-- WHAT TO PRODUCE --
Return, character for character, the lines from the start of the records up to and including the line with "positive clicks: (606, 293) (572, 388)". Leave the pictures out of your answer.

-- INPUT --

<<<<

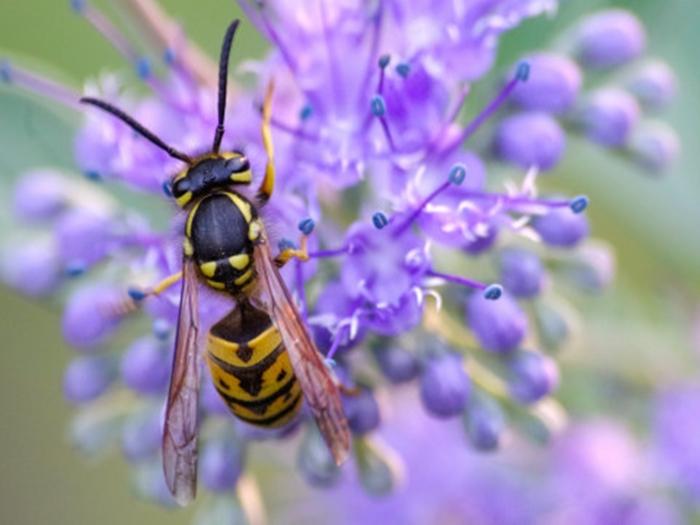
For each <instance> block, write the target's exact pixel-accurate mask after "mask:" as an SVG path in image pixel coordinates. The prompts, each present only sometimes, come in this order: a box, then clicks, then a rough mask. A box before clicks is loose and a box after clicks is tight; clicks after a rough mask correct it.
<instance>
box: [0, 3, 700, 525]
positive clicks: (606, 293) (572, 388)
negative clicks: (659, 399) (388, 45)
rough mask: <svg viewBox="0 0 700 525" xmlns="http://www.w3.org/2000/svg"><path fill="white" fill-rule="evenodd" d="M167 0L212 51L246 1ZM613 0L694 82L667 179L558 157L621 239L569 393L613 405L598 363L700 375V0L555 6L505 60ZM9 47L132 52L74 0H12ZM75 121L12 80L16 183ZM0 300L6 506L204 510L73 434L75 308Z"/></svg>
mask: <svg viewBox="0 0 700 525" xmlns="http://www.w3.org/2000/svg"><path fill="white" fill-rule="evenodd" d="M95 3H96V4H98V5H106V4H107V2H95ZM114 3H118V0H115V2H114ZM162 4H163V5H164V6H165V7H166V8H167V10H168V11H169V12H170V13H171V14H172V15H174V16H175V17H176V18H177V19H179V20H180V21H181V22H182V24H183V26H184V28H185V29H186V31H187V33H188V34H189V35H190V37H191V38H192V39H193V40H195V41H196V42H197V43H199V44H200V45H201V47H202V48H203V49H204V50H206V51H207V52H208V53H209V54H210V55H211V56H215V55H216V53H217V52H218V48H219V42H220V38H221V33H222V31H223V29H224V26H225V22H226V21H227V20H229V19H231V18H233V17H235V16H237V15H239V10H238V9H237V7H236V6H235V5H234V2H233V1H231V0H204V1H200V2H196V3H195V2H188V1H185V0H169V1H168V2H162ZM606 5H615V6H620V7H626V8H629V9H631V10H633V11H634V12H635V13H637V14H638V15H639V16H640V17H641V18H642V19H643V21H644V22H645V23H646V24H647V28H648V30H649V47H650V49H652V50H653V54H655V55H658V56H660V57H663V58H665V59H666V60H668V61H669V62H670V63H671V65H672V66H673V67H674V68H675V70H676V72H677V75H678V78H679V87H680V93H679V96H678V99H677V100H676V101H675V103H674V104H673V106H672V108H671V110H670V112H668V113H667V114H666V115H665V116H664V118H665V119H666V120H668V121H670V122H671V123H672V125H673V126H674V127H675V128H676V130H677V131H678V132H679V134H680V136H681V139H682V142H683V146H684V152H683V155H682V158H681V159H680V162H678V163H677V165H676V166H675V167H674V169H673V170H672V171H671V172H670V173H668V174H667V175H666V176H665V177H664V178H662V179H655V178H650V177H648V176H644V175H643V174H640V173H638V172H636V171H635V170H634V169H633V168H631V167H630V166H629V165H627V164H626V163H624V162H623V161H621V160H620V159H617V158H613V157H612V156H610V155H608V154H606V153H605V152H602V151H600V150H599V149H597V148H594V147H592V146H590V145H587V144H583V143H581V142H573V143H572V144H571V145H570V147H569V152H568V154H567V158H566V161H565V162H564V163H563V165H562V166H561V167H560V168H559V169H558V172H559V176H558V177H557V180H556V184H557V185H558V186H559V187H566V188H568V189H569V190H570V192H571V193H587V194H588V195H589V196H590V197H591V200H592V203H593V204H592V206H591V208H590V212H589V216H590V217H591V219H592V221H593V225H594V234H595V236H596V237H600V238H604V239H607V240H609V241H610V242H611V243H612V244H613V245H614V246H615V247H616V251H617V256H618V278H617V282H616V284H615V286H614V288H613V289H612V290H611V291H609V292H607V293H606V294H605V295H604V296H603V297H598V298H593V299H590V300H586V301H583V302H581V303H580V304H579V306H580V307H581V308H582V309H583V310H584V316H585V318H586V319H587V325H586V326H587V328H586V330H585V339H584V344H583V345H582V348H580V349H578V351H575V352H573V353H572V355H569V356H565V357H564V361H565V363H567V364H566V366H567V368H566V369H565V370H564V390H563V391H562V393H561V396H560V397H562V398H563V399H564V401H565V402H566V404H568V405H569V406H570V407H571V409H572V411H573V412H574V413H587V412H590V411H592V410H594V409H595V407H597V406H601V405H600V403H599V401H602V402H603V406H605V404H606V403H607V405H608V406H609V401H606V400H605V399H598V400H596V398H595V395H598V396H605V395H607V394H606V392H598V393H597V394H595V393H592V392H591V390H592V388H591V384H590V382H589V378H590V377H591V372H593V373H594V374H595V372H596V370H599V371H600V372H601V373H605V374H618V373H619V375H620V377H622V378H623V379H622V380H620V388H623V389H625V392H626V393H627V394H630V392H634V391H635V389H636V388H644V389H645V392H646V391H648V389H649V386H650V384H651V386H652V387H654V386H656V385H659V384H661V383H663V382H672V381H679V380H681V379H682V378H683V377H693V376H697V360H696V357H697V356H696V355H695V354H694V353H693V350H692V348H691V344H690V336H689V333H688V326H689V322H690V319H691V317H692V316H693V315H698V314H697V308H698V305H699V304H700V302H699V300H698V298H699V297H700V205H698V202H700V177H699V176H698V171H699V169H700V148H697V147H695V145H696V143H697V141H698V136H699V134H700V126H698V121H699V119H698V116H700V97H698V95H697V94H698V93H700V70H699V68H698V66H697V54H696V53H695V52H694V50H695V49H697V47H698V45H700V34H699V33H698V32H697V30H696V28H697V27H700V3H699V2H698V1H697V0H668V1H665V2H659V1H658V0H630V1H626V2H606V1H591V0H569V1H568V2H566V1H564V2H562V8H561V12H560V16H558V17H557V18H556V19H555V20H553V21H552V20H547V19H540V20H535V21H530V22H527V23H526V24H525V25H524V26H523V27H521V28H520V29H518V30H516V31H514V32H512V33H511V34H509V35H508V36H507V37H506V39H505V41H504V42H503V46H502V53H501V57H500V62H501V63H502V64H507V63H510V62H511V61H512V60H514V59H515V58H516V57H517V56H518V55H519V54H520V53H523V52H525V51H527V50H530V49H536V48H538V47H544V46H546V45H547V44H548V43H549V42H551V41H552V40H553V39H554V37H555V35H556V32H557V30H558V29H561V28H562V27H564V26H566V25H568V24H569V23H570V22H572V21H573V20H574V19H575V18H576V17H577V16H578V15H579V14H580V13H582V12H587V11H590V10H593V9H594V8H595V7H599V6H606ZM263 52H264V43H263V42H262V40H261V39H260V37H259V35H256V34H255V32H254V30H253V29H252V28H251V27H250V26H249V25H245V24H244V25H243V27H242V31H241V33H240V35H239V39H238V42H237V45H236V49H235V51H234V56H235V58H234V60H235V61H240V60H242V59H244V58H251V57H256V56H261V55H262V53H263ZM0 54H3V55H4V54H8V55H9V56H11V57H13V60H18V61H20V62H25V63H31V64H41V69H42V70H43V71H49V72H51V73H52V74H55V75H56V76H57V77H59V78H62V79H64V80H65V81H67V82H70V83H72V84H73V85H75V86H76V87H79V86H80V85H81V82H82V81H83V80H84V79H85V78H87V77H90V76H94V75H96V74H98V73H100V72H103V71H107V70H114V69H122V70H124V69H125V68H126V66H125V64H124V62H123V61H122V59H121V57H120V56H119V55H118V54H117V53H116V52H115V51H114V50H113V49H112V48H111V47H110V46H109V45H108V44H107V43H106V41H105V40H103V38H102V37H101V36H100V35H98V34H97V33H96V32H95V31H94V30H93V29H92V28H91V27H90V26H89V25H88V24H87V23H86V22H85V21H84V20H82V19H81V18H80V17H78V16H76V15H75V14H74V13H73V12H72V11H71V10H70V8H69V6H68V2H67V1H62V0H61V1H56V0H32V1H31V2H21V1H19V0H4V1H3V2H2V5H1V6H0ZM75 122H77V120H75V118H74V117H73V118H71V117H70V116H68V115H66V114H64V113H62V112H60V111H58V112H56V111H55V110H54V109H53V108H49V107H47V106H45V105H42V104H39V103H37V102H36V101H35V100H33V99H32V98H31V97H26V96H24V95H21V94H17V93H14V92H12V90H10V89H6V88H2V89H1V90H0V170H1V171H0V173H1V176H2V180H1V181H0V190H2V191H3V194H5V195H6V192H7V190H8V188H9V187H10V184H11V181H12V180H13V179H14V178H15V177H16V176H17V175H18V174H19V172H20V171H21V170H23V169H26V168H30V167H36V166H41V165H61V166H68V167H70V159H71V152H72V143H71V136H70V129H72V126H73V125H74V124H75ZM584 159H585V162H584ZM0 311H1V312H2V315H0V333H1V334H2V351H1V352H0V370H1V371H2V372H1V374H2V376H1V377H2V381H0V393H1V394H0V418H1V419H0V421H1V425H2V432H0V450H2V453H1V454H0V458H1V459H0V471H1V474H0V521H1V522H2V523H13V524H36V523H52V524H64V523H66V524H68V523H71V524H73V523H81V524H82V523H101V524H104V525H108V524H122V523H129V522H132V523H150V524H157V523H169V524H175V523H188V522H189V521H190V519H191V511H190V510H187V511H180V510H178V511H164V510H162V509H160V508H158V507H156V506H154V505H151V504H148V503H142V502H139V501H137V500H136V499H135V498H134V497H133V494H132V492H131V490H130V488H129V483H128V472H127V468H126V466H125V464H124V462H123V461H122V460H121V459H120V458H119V457H118V455H116V454H115V455H112V456H109V457H107V458H104V459H103V460H102V459H101V460H100V461H97V462H90V461H86V460H85V459H84V457H82V456H80V455H79V454H78V453H77V452H74V451H72V450H71V449H70V446H69V445H68V443H67V440H66V437H65V436H66V425H67V422H68V420H69V415H70V410H69V408H68V406H67V405H66V404H65V403H64V401H63V399H62V394H61V380H62V371H63V367H64V365H65V364H66V362H67V361H68V358H69V356H70V355H71V350H70V349H69V348H67V347H66V346H65V344H63V343H62V341H61V332H60V317H59V310H58V309H57V308H52V307H51V306H47V305H42V304H37V303H34V302H31V301H29V300H27V299H24V298H22V297H20V296H18V295H16V294H14V293H12V292H11V291H9V290H7V289H5V288H0ZM696 351H697V350H696ZM643 370H652V371H655V377H646V376H645V375H644V374H643V373H642V372H641V371H643ZM652 383H653V384H652ZM597 401H598V402H597ZM623 403H624V401H623ZM642 412H643V409H642ZM643 415H644V414H640V419H643ZM266 496H269V497H272V496H274V495H269V494H266Z"/></svg>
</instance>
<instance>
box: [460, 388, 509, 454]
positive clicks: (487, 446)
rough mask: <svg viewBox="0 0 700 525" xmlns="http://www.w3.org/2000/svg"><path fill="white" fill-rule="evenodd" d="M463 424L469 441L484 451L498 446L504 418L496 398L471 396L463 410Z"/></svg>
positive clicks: (502, 428) (499, 442)
mask: <svg viewBox="0 0 700 525" xmlns="http://www.w3.org/2000/svg"><path fill="white" fill-rule="evenodd" d="M464 426H465V430H466V431H467V438H468V439H469V443H471V445H472V446H473V447H474V448H475V449H477V450H481V451H484V452H486V451H491V450H496V449H497V448H498V447H499V445H500V443H501V438H502V436H503V431H504V430H505V427H506V420H505V416H504V415H503V410H502V409H501V407H500V405H499V404H498V402H497V401H496V400H494V399H493V398H491V397H489V396H486V395H484V394H479V395H475V396H473V397H472V399H471V401H470V402H469V405H468V406H467V410H466V411H465V412H464Z"/></svg>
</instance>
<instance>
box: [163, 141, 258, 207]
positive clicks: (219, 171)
mask: <svg viewBox="0 0 700 525" xmlns="http://www.w3.org/2000/svg"><path fill="white" fill-rule="evenodd" d="M251 180H252V173H251V171H250V163H249V162H248V159H247V157H245V156H244V155H242V154H240V153H224V154H222V155H221V156H220V157H207V158H205V159H202V160H200V161H198V162H197V163H195V164H194V165H193V166H192V167H191V168H189V169H188V170H185V171H183V172H182V173H180V174H179V175H177V176H176V177H175V180H174V181H173V185H172V193H173V196H174V197H175V200H176V201H177V203H178V204H179V205H180V206H186V205H187V204H189V203H190V202H191V201H192V200H193V199H196V198H197V197H201V196H202V195H205V194H207V193H209V192H211V191H212V190H214V189H217V188H222V187H226V186H230V185H231V184H249V183H250V182H251Z"/></svg>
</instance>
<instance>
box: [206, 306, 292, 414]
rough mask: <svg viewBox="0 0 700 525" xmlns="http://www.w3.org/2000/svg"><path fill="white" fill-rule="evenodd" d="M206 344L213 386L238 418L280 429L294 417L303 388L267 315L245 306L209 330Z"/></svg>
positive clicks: (265, 313)
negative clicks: (212, 382)
mask: <svg viewBox="0 0 700 525" xmlns="http://www.w3.org/2000/svg"><path fill="white" fill-rule="evenodd" d="M208 343H209V344H208V352H207V361H208V362H209V369H210V371H211V376H212V380H213V381H214V386H215V387H216V390H217V391H218V392H219V394H220V395H221V397H222V398H223V399H224V401H225V402H226V404H227V405H228V406H229V408H230V409H231V411H232V412H233V413H234V414H235V415H236V416H238V417H239V418H241V419H242V420H243V421H246V422H248V423H251V424H254V425H258V426H264V427H279V426H282V425H284V424H285V423H287V422H289V421H290V420H291V419H292V418H293V417H294V416H295V415H296V414H297V413H298V411H299V408H300V407H301V400H302V392H301V388H300V386H299V383H298V382H297V380H296V377H295V375H294V371H293V369H292V366H291V363H290V361H289V355H288V354H287V351H286V350H285V348H284V345H283V343H282V338H281V336H280V333H279V331H278V330H277V328H275V326H274V325H273V324H272V321H271V320H270V317H269V315H267V314H266V313H265V312H263V311H261V310H258V309H256V308H254V307H253V306H252V305H250V304H247V303H243V304H241V305H239V306H238V307H237V308H236V309H234V310H233V311H232V312H231V313H230V314H228V315H227V316H226V317H224V318H223V319H222V320H221V321H219V322H218V323H216V324H215V325H214V326H213V327H212V329H211V331H210V332H209V336H208Z"/></svg>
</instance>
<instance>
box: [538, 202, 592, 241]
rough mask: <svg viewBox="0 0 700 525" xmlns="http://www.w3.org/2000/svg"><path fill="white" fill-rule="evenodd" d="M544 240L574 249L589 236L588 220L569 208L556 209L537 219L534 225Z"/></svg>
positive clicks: (581, 213) (549, 211) (543, 215)
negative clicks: (584, 239) (572, 210)
mask: <svg viewBox="0 0 700 525" xmlns="http://www.w3.org/2000/svg"><path fill="white" fill-rule="evenodd" d="M532 225H533V227H534V228H535V231H536V232H537V233H538V234H539V235H540V237H541V238H542V240H543V241H544V242H545V243H546V244H548V245H550V246H557V247H561V248H572V247H573V246H576V245H577V244H578V243H579V242H580V241H581V240H582V239H584V238H585V237H586V236H587V235H588V230H589V226H588V218H587V217H586V215H585V214H583V213H574V212H573V211H571V210H570V209H569V208H556V209H553V210H550V211H549V212H548V213H547V214H546V215H541V216H539V217H537V218H536V219H535V220H534V221H533V223H532Z"/></svg>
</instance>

>>>>

-- ANSWER SECTION --
For each <instance> block, write the target's exact pixel-accurate mask after "mask:" as an SVG path in image pixel coordinates. The prompts, each present only sometimes, come in this order: a box, then clicks, then a rough mask. A box before clicks is loose and a box after clicks is tight; clicks after a rough mask correct it.
<instance>
box: [0, 3, 700, 525]
positive clicks: (606, 293) (572, 388)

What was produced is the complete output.